[start Quoted text]

Limitations and workarounds

Shadow can typically run applications without modification, but there are a few limitations to be aware of.

If you are severely affected by one of these limitations (or another not listed here) let us know, as this can help us prioritize our improvements to Shadow. You may reach out in our discussions or issues.

Unimplemented system calls and options

When Shadow encounters a syscall or a syscall option that it hasn't implemented, it will generally return ENOSYS and log at warn level or higher. In many such cases the application is able to recover, and this has little or no effect on the ultimate results of the simulation.

There are some syscalls that shadow doesn't quite emulate faithfully, but has a "best effort" implementation. As with unimplemented sysalls, shadow logs at warn level when encountering such a syscall.

vfork

A notable example of a not-quite faithfully implemented syscall is vfork, which shadow effectively implements as a synonym for fork. Usage of vfork that is compliant with the POSIX.1 specification that "behavior is undefined if the process created by vfork() either modifies any data other than a variable of type pid_t used to store the return value...". However, usage that relies on specific Linux implementation details of vfork (e.g. that a write to a global variable from the child will be observed by the parent) won't work correctly.

As in other such cases, shadow logs a warning when it encounters vfork, so that users can identify it as the potential source of problems if a simulation doesn't work as expected.

IPv6

Shadow does not yet implement IPv6. Most applications can be configured to use IPv4 instead. Tracking issue: #2216.

[end Quoted text]
[start Listing]

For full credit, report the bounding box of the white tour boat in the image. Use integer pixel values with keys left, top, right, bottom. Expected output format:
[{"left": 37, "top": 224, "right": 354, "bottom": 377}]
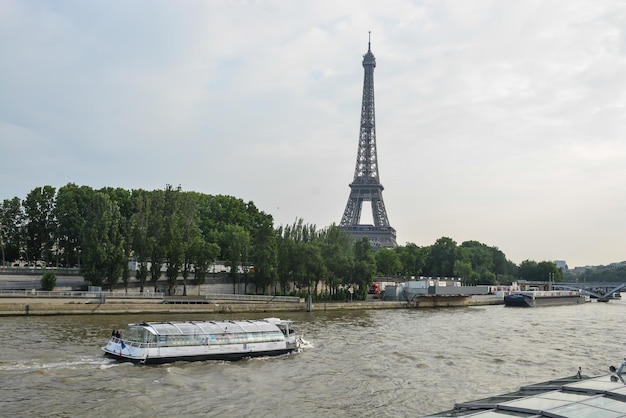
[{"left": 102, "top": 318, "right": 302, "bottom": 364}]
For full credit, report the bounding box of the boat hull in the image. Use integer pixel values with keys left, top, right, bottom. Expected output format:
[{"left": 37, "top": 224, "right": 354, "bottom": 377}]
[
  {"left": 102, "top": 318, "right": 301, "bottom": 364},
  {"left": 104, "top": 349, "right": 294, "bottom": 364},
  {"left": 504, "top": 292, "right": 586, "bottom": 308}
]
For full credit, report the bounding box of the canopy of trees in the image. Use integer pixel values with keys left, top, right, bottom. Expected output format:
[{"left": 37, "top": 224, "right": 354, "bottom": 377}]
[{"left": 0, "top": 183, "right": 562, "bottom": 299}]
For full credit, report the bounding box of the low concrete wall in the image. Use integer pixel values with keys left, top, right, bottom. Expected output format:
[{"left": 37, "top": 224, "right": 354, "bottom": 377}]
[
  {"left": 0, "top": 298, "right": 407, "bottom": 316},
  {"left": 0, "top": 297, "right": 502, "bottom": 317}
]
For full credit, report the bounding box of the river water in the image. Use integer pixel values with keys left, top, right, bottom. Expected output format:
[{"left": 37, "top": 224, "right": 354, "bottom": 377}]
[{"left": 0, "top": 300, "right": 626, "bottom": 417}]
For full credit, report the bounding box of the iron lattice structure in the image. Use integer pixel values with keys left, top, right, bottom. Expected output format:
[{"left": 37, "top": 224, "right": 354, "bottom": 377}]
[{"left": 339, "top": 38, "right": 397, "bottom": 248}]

[end Listing]
[start Listing]

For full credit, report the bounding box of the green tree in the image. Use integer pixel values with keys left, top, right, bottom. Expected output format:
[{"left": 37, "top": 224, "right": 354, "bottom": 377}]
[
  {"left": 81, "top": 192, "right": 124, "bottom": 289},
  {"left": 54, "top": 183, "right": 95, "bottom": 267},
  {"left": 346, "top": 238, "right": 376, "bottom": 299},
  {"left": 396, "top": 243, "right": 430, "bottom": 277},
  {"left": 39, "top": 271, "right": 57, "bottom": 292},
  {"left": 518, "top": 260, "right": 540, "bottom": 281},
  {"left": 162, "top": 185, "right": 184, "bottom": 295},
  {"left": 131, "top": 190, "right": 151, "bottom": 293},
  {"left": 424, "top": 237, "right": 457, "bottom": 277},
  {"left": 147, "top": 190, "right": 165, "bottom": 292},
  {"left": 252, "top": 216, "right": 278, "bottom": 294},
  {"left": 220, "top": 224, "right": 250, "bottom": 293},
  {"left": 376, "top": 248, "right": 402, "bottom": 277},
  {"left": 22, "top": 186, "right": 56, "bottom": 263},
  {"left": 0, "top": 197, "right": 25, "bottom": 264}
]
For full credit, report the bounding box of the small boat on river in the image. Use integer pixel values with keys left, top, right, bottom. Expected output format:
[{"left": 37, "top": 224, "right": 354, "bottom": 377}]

[end Listing]

**Written problem 1:** In the text on Shadow's limitations, translate this sentence into Spanish: "Shadow can typically run applications without modification, but there are a few limitations to be aware of."
**Written problem 2:** Write a continuation of the text on Shadow's limitations, picking up after its final sentence.

**Written reply 1:** Por lo general, Shadow puede ejecutar aplicaciones sin modificaciones, pero hay algunas limitaciones que conviene tener en cuenta.

**Written reply 2:**
Statically linked executables

Shadow relies on LD_PRELOAD to inject code into the managed processes. This doesn't work for statically linked executables. Tracking issue: #1839.

Most applications can be dynamically linked, though occasionally you may need to edit build scripts and/or recompile.

golang

golang typically defaults to producing statically linked executables, unless the application uses cgo. Using the networking functionality of golang's standard library usually pulls in cgo by default and thus results in a dynamically linked executable.

You can also explicitly force go to produce a dynamically linked executable. e.g.

# Install a dynamically linked `std` go install -buildmode=shared std # Build your application with dynamic linking go build -linkshared myapp.go

Busy loops

By default, Shadow runs each thread of managed processes until it's blocked by a syscall such as nanosleep, read, select, futex, or epoll. Likewise, time only moves forward when Shadow is blocked on such a call - Shadow effectively models the CPU as being infinitely fast. This model is generally sufficient for modeling non-CPU-bound network applications.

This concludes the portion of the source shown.